Il Gruppo della Trasgressione utilizza la devianza, in tutte le sue forme e sfaccettature, come punto di partenza per generare riflessioni sull’essere umano e sulla società in generale. Lo scambio reciproco di pensieri e idee favorisce la costruzione di un rapporto sincero tra i membri del gruppo, vengono abolite le etichette, non ci sono più detenuti, studenti, ex-detenuti o parenti di vittime, ma ci sono cittadini che insieme lavorano per costruire una società in continua evoluzione e miglioramento. È fondamentale ricordare che la trasgressione è una componente presente nell’animo umano e non basta “rinchiuderla” in una cella e dimenticarsi della sua esistenza per far sì che cessi di esistere, al contrario è necessario interrogarsi su di essa, formulare domande sulle sue origini e i suoi sviluppi e, in seguito, proporre risposte che possano aiutare a comprenderla e, nel possibile, a contrastarla.

Il particolare tipo di approccio del Professor Aparo consente ai membri del gruppo di interrogarsi su loro stessi, sulle proprie fragilità e certezze, sulle esperienze di vita e sui valori in cui ognuno crede, consentendo così un percorso di crescita e di conoscenza del sé atto a comprendere e riconoscere le responsabilità che ogni persona possiede nei confronti della società, sia come individui che come collettività. Le iniziative del Gruppo della Trasgressione mirano quindi a costruire relazioni e dinamiche di gruppo che consentano a un detenuto, o ex-detenuto, di sentirsi parte integrante della società e, di conseguenza, di sentirsi responsabile di essa.

> [Voci fornite]:
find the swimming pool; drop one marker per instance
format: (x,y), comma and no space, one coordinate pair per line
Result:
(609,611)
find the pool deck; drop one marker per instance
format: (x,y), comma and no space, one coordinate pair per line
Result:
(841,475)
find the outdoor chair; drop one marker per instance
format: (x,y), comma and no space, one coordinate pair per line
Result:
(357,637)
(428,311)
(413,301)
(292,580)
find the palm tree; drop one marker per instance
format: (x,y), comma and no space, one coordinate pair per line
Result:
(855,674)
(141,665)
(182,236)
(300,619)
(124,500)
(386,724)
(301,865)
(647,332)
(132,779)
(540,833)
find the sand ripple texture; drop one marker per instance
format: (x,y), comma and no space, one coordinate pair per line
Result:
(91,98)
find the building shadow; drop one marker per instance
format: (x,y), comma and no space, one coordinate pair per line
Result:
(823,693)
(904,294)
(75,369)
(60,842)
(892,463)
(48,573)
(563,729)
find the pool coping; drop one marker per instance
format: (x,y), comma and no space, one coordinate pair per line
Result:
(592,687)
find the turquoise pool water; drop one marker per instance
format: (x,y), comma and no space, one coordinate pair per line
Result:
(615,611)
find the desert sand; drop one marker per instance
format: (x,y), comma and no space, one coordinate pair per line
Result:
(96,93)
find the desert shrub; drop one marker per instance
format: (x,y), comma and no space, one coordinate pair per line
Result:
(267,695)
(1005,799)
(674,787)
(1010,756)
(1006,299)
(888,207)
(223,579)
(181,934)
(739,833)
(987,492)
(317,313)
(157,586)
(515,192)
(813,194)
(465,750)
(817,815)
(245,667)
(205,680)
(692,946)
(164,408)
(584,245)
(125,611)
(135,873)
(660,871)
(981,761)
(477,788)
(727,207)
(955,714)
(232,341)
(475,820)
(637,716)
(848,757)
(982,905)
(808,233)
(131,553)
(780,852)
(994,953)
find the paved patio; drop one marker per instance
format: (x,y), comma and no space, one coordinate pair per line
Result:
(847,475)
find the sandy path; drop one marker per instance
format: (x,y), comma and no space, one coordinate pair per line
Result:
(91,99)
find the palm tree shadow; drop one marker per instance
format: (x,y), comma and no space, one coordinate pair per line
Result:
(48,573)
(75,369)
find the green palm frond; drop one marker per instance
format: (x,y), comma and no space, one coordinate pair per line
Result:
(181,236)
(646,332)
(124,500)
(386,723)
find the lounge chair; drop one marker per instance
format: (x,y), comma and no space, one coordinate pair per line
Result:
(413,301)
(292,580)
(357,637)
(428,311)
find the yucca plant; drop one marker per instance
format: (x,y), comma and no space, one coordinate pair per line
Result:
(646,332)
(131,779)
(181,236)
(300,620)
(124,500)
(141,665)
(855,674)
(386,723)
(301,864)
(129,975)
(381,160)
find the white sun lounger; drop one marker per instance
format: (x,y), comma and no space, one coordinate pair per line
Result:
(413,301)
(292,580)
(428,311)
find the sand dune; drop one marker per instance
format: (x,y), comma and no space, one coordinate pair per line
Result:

> [Requisiti del compito]: Elenca tutte le etichette che, secondo il brano sul Gruppo della Trasgressione, vengono abolite tra i membri del gruppo. Le voci riportate provengono da una fonte diversa.

> [Risposta al compito]: detenuti, studenti, ex-detenuti, parenti di vittime